* What is expected *
Each line from the one containing "Where in this screenshot is the sky?" through the end of the data is to be written out exactly, and nothing more.

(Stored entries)
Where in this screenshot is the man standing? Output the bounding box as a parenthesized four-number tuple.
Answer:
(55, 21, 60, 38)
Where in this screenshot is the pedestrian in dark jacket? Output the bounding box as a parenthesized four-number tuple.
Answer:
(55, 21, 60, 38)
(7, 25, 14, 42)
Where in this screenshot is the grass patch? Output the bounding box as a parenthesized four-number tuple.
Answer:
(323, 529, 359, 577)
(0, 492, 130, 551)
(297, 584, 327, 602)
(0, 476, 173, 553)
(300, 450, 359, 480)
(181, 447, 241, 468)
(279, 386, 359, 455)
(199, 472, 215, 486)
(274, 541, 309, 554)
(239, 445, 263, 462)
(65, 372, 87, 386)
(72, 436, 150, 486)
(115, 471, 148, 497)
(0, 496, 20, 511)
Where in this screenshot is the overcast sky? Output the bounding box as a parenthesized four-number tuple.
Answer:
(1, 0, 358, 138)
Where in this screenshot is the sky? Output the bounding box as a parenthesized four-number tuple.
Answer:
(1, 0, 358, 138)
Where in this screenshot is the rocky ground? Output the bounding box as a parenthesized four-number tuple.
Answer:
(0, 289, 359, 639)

* Reply to the task *
Where in this screenshot is the sky? Output the bounding box as a parenthesized four-number tuple.
Answer:
(1, 0, 358, 138)
Where in this screenshot is the rocky ground? Output the bounding box as a parenthesized four-number tuple.
Answer:
(0, 289, 359, 639)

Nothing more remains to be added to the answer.